Kurze Aufgabe ▸
Geben Sie sämtliche nachfolgenden Datensätze Zeile für Zeile unverändert wieder. Lassen Sie dabei die Bilder weg.

Bereitgestelltes Material ▸
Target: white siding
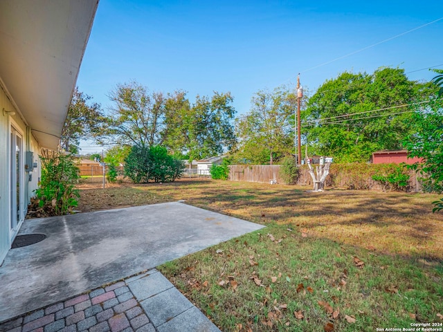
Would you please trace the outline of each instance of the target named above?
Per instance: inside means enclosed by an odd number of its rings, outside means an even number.
[[[3,114],[3,109],[8,111],[15,111],[15,115]],[[30,197],[34,196],[33,192],[37,187],[40,176],[39,147],[35,138],[32,136],[30,128],[20,118],[19,112],[8,98],[2,84],[0,84],[0,169],[1,169],[0,172],[0,264],[3,262],[8,250],[10,248],[14,237],[17,234],[17,232],[11,232],[10,227],[11,216],[15,213],[11,210],[10,190],[11,185],[10,140],[12,124],[23,136],[21,155],[24,162],[23,167],[24,168],[27,151],[31,151],[34,153],[34,161],[37,162],[38,165],[37,168],[33,169],[32,172],[26,172],[23,169],[20,202],[24,219],[28,204]]]

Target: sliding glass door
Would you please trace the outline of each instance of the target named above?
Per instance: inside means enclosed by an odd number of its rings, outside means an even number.
[[[23,136],[11,126],[10,157],[10,230],[11,237],[23,221]]]

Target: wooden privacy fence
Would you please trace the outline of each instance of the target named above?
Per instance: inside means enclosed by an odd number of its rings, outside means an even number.
[[[80,176],[94,176],[103,175],[103,167],[98,165],[80,165],[78,167]],[[108,167],[105,171],[107,172]]]
[[[333,164],[334,165],[334,164]],[[359,172],[336,171],[332,169],[326,178],[325,187],[345,187],[348,189],[368,189],[381,190],[380,184],[372,180],[370,176],[364,176]],[[315,165],[313,165],[315,168]],[[229,180],[231,181],[261,182],[284,184],[280,176],[280,165],[234,165],[230,166]],[[296,185],[312,186],[312,178],[309,175],[307,165],[302,165]],[[422,185],[417,179],[415,172],[409,171],[409,190],[414,192],[422,190]],[[273,182],[275,181],[275,182]]]
[[[280,177],[280,165],[233,165],[230,166],[229,180],[283,183]]]

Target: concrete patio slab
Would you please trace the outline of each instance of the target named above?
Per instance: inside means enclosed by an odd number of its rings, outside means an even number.
[[[8,253],[0,322],[262,227],[178,202],[26,220],[47,238]]]

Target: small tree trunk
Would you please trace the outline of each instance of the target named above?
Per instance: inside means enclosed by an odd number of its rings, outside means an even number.
[[[311,175],[312,181],[314,182],[313,190],[314,192],[323,192],[325,190],[325,181],[326,181],[326,176],[329,174],[329,167],[331,166],[331,163],[326,163],[325,165],[316,166],[315,173],[311,164],[308,163],[307,165],[309,167],[309,174]]]

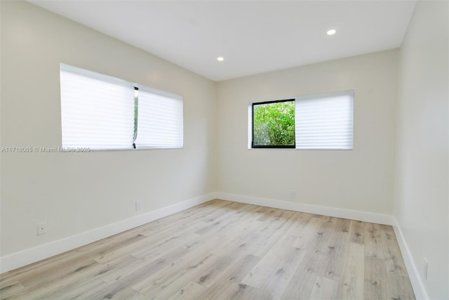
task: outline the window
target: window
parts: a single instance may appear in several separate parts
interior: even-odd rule
[[[180,148],[182,98],[60,64],[63,148]]]
[[[253,103],[253,148],[295,148],[295,100]]]
[[[253,148],[353,148],[353,91],[255,103],[250,107]]]

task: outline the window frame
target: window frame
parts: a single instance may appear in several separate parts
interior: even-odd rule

Lösung der Aufgabe ▸
Target: white siding
Would you please trace the outline of each instance of the target named above?
Per instance: inside means enclosed by an odd number of its rings, outside means an even number.
[[[3,114],[3,109],[8,111],[15,111],[15,115]],[[30,197],[34,196],[33,192],[37,187],[40,176],[39,147],[35,138],[32,136],[30,128],[20,118],[19,112],[8,98],[2,84],[0,84],[0,169],[1,169],[0,172],[0,264],[3,262],[8,250],[10,248],[14,237],[17,234],[17,232],[11,232],[10,227],[11,216],[15,213],[11,210],[10,190],[11,185],[10,140],[12,124],[23,136],[21,155],[24,162],[23,167],[24,168],[27,151],[31,151],[34,153],[34,161],[37,162],[38,165],[37,168],[33,169],[32,172],[26,172],[23,169],[20,202],[24,219],[28,204]]]

Target: sliding glass door
Would you please trace the outline of each instance of the target named above?
Per instance: inside means enclosed by an odd number of its rings, outside means an even number.
[[[23,136],[11,126],[10,157],[10,230],[11,237],[23,221]]]

Target: wooden privacy fence
Would you please trace the outline of each instance of the target named above?
Per instance: inside means enclosed by an odd number of its rings, outside means an even number.
[[[80,176],[94,176],[103,175],[103,167],[98,165],[80,165],[78,167]],[[108,167],[105,171],[107,172]]]
[[[333,164],[334,165],[334,164]],[[359,172],[336,171],[332,169],[326,178],[325,187],[345,187],[348,189],[368,189],[381,190],[380,184],[372,180],[370,176],[364,176]],[[315,165],[313,165],[315,168]],[[229,180],[231,181],[261,182],[284,184],[280,176],[280,165],[234,165],[230,166]],[[296,185],[312,186],[312,178],[309,175],[307,165],[302,165]],[[422,185],[417,179],[415,172],[409,171],[409,190],[414,192],[422,190]],[[273,182],[275,181],[275,182]]]
[[[280,177],[280,165],[233,165],[230,166],[229,180],[283,183]]]

Target: concrete patio slab
Would you please trace the outline of each instance of the target named above?
Per instance: inside means enclosed by an odd number of its rings, outside means an even number.
[[[8,253],[0,322],[262,227],[178,202],[26,220],[47,238]]]

Target: small tree trunk
Would you please trace the outline of each instance of the target named above?
Per instance: inside means enclosed by an odd number of its rings, outside means an even number.
[[[311,175],[312,181],[314,182],[313,190],[314,192],[323,192],[325,190],[325,181],[326,181],[326,176],[329,174],[329,167],[331,166],[331,163],[326,163],[325,165],[316,166],[315,173],[311,164],[308,163],[307,165],[309,167],[309,174]]]

task: outline the window
target: window
parts: a single instance may appear in several separate parts
interior: even-odd rule
[[[180,148],[182,98],[60,64],[63,148]]]
[[[253,103],[253,148],[295,148],[295,100]]]
[[[253,148],[353,148],[353,91],[255,103],[250,107]]]

task: outline the window frame
target: window frame
parts: a single instance may appear in several separate parts
interior: even-odd rule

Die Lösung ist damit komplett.